**PROBLEM STATEMENT**
Take the lines below from the one with "If you could segment every instance of the front" through the one with "If you could segment every instance of the rear spoiler, I" and print only them, exactly. Don't print the pictures.

**STUDY MATERIAL**
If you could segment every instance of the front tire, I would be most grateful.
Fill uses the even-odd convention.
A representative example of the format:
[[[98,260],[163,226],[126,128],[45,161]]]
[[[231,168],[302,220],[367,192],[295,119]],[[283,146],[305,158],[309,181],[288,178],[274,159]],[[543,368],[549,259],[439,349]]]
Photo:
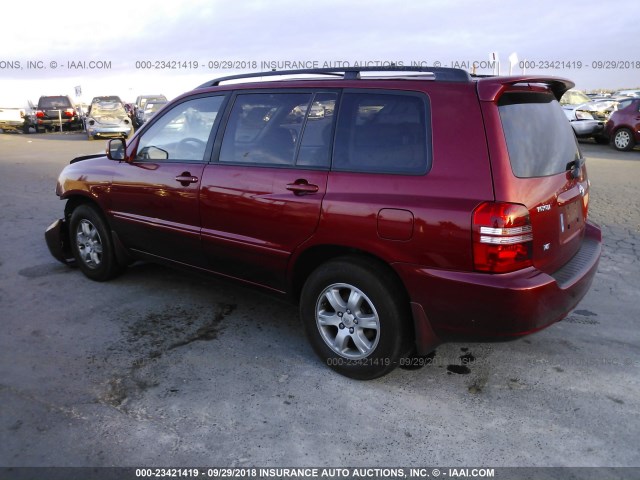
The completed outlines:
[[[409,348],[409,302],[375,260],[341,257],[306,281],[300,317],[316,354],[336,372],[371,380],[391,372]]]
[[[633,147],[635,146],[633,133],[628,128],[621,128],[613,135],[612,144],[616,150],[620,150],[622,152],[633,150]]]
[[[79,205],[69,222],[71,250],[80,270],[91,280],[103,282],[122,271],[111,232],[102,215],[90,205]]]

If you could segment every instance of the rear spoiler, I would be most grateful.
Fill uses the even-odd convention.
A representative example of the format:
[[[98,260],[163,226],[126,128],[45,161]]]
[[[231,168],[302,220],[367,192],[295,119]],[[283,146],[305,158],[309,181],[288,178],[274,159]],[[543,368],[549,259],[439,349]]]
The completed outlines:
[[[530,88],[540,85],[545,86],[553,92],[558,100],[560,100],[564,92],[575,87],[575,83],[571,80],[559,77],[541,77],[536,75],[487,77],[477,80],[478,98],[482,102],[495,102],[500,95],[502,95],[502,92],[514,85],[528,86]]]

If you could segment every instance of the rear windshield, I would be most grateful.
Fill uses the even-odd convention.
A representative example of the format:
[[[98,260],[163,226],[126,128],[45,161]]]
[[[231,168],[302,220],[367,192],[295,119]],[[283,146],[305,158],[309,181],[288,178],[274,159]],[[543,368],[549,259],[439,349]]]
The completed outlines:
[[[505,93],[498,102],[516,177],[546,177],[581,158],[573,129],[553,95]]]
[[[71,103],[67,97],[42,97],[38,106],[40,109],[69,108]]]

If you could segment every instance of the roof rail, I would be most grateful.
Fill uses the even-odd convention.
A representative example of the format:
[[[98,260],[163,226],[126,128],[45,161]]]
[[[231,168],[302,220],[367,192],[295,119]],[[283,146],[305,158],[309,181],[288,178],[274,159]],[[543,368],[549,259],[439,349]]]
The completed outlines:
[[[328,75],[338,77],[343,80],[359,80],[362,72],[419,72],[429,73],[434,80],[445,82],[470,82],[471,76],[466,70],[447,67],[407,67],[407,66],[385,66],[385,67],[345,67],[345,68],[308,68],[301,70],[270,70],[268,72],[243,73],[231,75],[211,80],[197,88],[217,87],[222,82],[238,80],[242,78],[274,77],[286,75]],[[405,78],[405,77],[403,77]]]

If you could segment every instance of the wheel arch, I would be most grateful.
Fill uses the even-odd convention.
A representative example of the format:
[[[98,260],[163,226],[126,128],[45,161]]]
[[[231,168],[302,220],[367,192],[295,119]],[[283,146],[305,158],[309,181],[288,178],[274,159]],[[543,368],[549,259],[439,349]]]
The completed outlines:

--

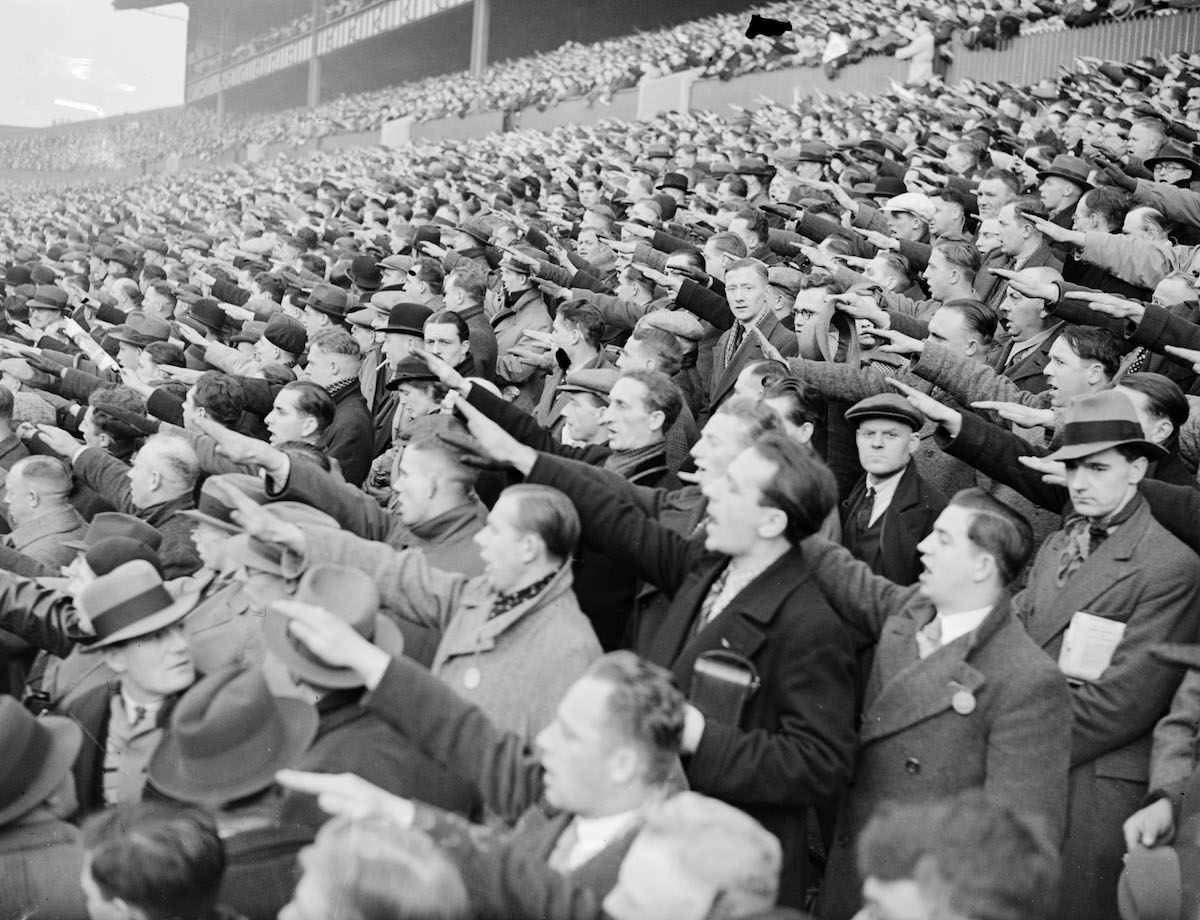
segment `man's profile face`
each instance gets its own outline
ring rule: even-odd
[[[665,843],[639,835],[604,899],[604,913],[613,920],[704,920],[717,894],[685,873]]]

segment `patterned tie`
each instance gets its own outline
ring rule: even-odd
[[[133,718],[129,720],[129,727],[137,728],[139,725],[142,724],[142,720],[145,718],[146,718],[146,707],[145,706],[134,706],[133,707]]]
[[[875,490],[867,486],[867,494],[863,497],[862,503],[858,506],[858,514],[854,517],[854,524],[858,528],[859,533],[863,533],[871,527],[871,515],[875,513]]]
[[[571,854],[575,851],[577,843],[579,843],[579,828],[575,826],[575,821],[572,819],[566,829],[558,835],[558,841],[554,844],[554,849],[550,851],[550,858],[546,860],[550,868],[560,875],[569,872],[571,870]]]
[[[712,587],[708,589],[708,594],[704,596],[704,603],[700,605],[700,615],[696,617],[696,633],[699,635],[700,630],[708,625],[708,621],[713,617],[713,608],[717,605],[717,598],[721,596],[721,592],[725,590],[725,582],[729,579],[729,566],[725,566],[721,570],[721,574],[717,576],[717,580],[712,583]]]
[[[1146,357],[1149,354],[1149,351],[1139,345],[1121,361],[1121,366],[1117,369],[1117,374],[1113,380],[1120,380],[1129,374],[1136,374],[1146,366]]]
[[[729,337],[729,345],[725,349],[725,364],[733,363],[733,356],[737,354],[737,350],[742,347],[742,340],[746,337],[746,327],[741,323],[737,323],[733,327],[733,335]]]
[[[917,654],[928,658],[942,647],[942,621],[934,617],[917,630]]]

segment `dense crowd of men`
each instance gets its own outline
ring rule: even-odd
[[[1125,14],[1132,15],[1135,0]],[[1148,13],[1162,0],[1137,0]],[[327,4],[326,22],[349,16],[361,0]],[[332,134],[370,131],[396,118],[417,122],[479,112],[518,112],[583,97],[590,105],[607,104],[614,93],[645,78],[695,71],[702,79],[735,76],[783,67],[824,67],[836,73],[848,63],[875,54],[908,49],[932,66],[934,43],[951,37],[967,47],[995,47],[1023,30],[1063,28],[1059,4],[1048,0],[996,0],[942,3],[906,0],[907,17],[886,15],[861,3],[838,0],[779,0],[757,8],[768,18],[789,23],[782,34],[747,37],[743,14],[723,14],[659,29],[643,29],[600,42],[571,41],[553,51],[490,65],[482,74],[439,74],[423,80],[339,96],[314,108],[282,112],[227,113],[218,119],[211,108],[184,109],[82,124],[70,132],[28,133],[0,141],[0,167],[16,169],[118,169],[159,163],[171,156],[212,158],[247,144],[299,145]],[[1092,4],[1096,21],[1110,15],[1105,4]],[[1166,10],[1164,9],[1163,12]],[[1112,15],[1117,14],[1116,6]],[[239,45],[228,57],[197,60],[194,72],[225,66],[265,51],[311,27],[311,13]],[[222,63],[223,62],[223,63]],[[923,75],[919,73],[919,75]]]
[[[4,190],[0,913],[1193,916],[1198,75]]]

**EXERCISE RESPONSE**
If you could segment every instance of the front tire, I would be most grateful.
Fill uses the even-odd convention.
A representative example of the format:
[[[98,260],[163,226],[126,128],[45,161]]]
[[[231,168],[302,220],[367,192],[295,119]],[[283,146],[305,158],[309,181],[288,178],[274,159]],[[543,368],[549,259],[439,349]]]
Photo:
The completed outlines:
[[[409,348],[409,302],[375,260],[341,257],[306,281],[300,317],[316,354],[336,372],[371,380],[391,372]]]
[[[633,147],[635,146],[633,133],[628,128],[621,128],[613,135],[612,144],[616,150],[620,150],[622,152],[633,150]]]
[[[79,205],[69,222],[71,250],[80,270],[91,280],[103,282],[122,271],[111,232],[102,215],[90,205]]]

If you could segment every instance of the rear spoiler, I would be most grateful.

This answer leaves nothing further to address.